[EXERCISE DETAILS]: Copy every one of the entries below word for word, reproducing each line in the same order.

[RECORDS SUPPLIED]:
──────────────────────────────

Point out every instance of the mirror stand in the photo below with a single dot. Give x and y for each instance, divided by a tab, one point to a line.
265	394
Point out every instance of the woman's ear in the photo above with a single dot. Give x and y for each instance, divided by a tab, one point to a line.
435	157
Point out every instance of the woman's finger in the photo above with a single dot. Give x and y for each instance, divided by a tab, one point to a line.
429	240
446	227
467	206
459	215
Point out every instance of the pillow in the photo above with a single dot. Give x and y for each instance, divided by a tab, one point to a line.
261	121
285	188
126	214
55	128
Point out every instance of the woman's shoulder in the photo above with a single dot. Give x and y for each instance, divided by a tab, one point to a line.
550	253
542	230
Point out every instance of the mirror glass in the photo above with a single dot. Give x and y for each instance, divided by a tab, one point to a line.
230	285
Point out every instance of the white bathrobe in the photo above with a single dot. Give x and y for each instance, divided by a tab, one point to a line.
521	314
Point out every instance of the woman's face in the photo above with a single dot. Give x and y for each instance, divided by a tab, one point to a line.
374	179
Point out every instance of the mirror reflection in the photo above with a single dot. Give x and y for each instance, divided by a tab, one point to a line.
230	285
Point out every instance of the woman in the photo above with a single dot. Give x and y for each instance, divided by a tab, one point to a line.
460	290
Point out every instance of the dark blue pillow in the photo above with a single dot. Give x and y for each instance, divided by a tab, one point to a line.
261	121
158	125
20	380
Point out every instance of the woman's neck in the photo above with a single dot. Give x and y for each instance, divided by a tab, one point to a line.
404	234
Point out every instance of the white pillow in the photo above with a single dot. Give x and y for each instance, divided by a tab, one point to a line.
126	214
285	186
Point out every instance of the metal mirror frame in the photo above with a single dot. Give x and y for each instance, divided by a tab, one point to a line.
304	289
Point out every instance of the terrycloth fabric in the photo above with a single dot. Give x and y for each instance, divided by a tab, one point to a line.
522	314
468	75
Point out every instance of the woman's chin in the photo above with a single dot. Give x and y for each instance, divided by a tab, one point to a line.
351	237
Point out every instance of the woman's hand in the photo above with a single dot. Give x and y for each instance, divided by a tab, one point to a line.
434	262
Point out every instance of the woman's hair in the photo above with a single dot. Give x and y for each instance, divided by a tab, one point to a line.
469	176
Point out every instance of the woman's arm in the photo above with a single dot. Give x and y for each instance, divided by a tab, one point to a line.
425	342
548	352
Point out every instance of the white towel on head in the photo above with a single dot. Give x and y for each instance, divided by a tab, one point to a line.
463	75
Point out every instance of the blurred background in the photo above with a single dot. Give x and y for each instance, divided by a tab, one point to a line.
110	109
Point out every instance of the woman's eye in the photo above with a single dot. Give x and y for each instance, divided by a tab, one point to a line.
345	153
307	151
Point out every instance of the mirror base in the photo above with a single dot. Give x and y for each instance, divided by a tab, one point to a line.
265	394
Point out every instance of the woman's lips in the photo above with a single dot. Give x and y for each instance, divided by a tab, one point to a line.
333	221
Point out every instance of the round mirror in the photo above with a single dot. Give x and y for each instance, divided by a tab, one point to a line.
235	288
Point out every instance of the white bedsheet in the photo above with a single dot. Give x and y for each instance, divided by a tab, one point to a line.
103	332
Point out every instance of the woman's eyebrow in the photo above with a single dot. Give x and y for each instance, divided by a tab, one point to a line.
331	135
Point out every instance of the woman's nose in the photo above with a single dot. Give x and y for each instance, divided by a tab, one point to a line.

──────────────────────────────

[ANSWER TO THIS EXERCISE]:
Point out every instance of the mirror stand in the photo below with a single dot. Give x and y for each instance, divided by a tab, one point to a line.
265	394
Point out every instance of the woman's ear in the photo above with a single dot. Give x and y for each instance, divided by a tab, one point to a line.
435	157
Point out every instance of the woman's finger in the photo above with a single dot. Give x and y for each instance, divided by a tab, one point to a line.
429	240
446	227
467	206
459	215
Point out every instance of the pillow in the photo above with a single dot. Give x and y for each instance, divided by a tab, one point to a line.
261	121
285	188
126	214
55	128
Point out every instance of the woman's shoulder in the photo above with a single dot. Give x and y for each instance, divided by a tab, one point to a line.
550	253
542	230
Point out every instance of the mirror glass in the photo above with a single dot. Give x and y for each instance, divided by a tab, one point to a line.
230	285
Point out every instance of the white bathrobe in the photo above with a single dot. Give x and y for each instance, divided by a tab, one point to a line.
521	314
Point out every instance of the woman's face in the photo above with a single dot. Give x and y for each instance, divided by a tab, one point to a line.
374	179
Point out every instance of the mirror reflection in the photo above with a single dot. Give x and y for each instance, divided by a tab, one point to a line.
230	285
Point out every instance of the woman in the photo above with a single dot. Give x and y for each instance, divided by a tab, one point to a line.
460	290
Point out every instance of the dark blue pillow in the photo above with a single dot. Give x and y for each instance, divided by a tab, one point to a line.
261	121
158	125
20	380
Point out every instance of the woman's neck in the photo above with a single dot. Give x and y for each instance, divided by a tab, one point to a line.
404	234
Point out every instance of the white pillow in the photo above with a single dot. Give x and y for each instance, divided by a tab, one point to a line.
126	214
285	186
Point out every instance of the metal mirror frame in the photo above with a single dot. Give x and y for each instance, divided by a tab, one point to a line.
304	289
Point out every instance of the terrycloth fabric in the photo above with a single dot. Give x and y for each instance, divided by a tab, one point to a line.
522	314
468	75
Point out every instance of the woman's chin in the photo above with a single dot. Give x and y for each instance, divided by a tab, one point to a line.
351	237
Point out every instance of the woman's hand in the photo above with a single dot. Give x and y for each instance, divided by a tab, one point to a line.
434	262
Point out every instance of the woman's hair in the photo above with a single dot. Give x and y for each instance, divided by a tab, one point to a line.
469	176
Point out every instance of the woman's arm in the photo above with a single dot. Give x and y for each instance, divided by a tab, one point to a line.
425	342
548	352
Point out every instance of the white towel on head in the photo above with a single dot. Give x and y for each instance, divided by a tab, one point to a line.
463	75
Point out every instance of the blurred background in the photo above with a single dot. Give x and y for each instance, divided by a tab, one point to a line.
110	109
Point out every instance of the woman's eye in the photo above with a single dot. Give x and y for each instance, divided by a tab, one point to a line.
345	153
307	151
Point out every instance of the mirror base in the photo above with a single dot. Give x and y for each instance, divided by a tab, one point to a line.
265	394
Point out every instance of the woman's lips in the photo above with a single dot. Give x and y for each instance, divided by a tab, one point to a line.
333	221
Point out every instance of the round mirror in the photo above with a single dot. Give x and y for each instance, divided by a tab, one point to a line.
235	288
Point out every instance of the white bedsheet in the photo above with a single dot. Give x and y for each instance, divided by a tab, one point to a line.
103	332
Point out every instance of the woman's eyebrow in the photo above with a single dot. Give x and y for each instance, divided by a tab, one point to a line.
331	135
Point out every instance of the woman's nose in the photo above with a single dot. Give x and y for each instance, divided by a tab, one point to a line.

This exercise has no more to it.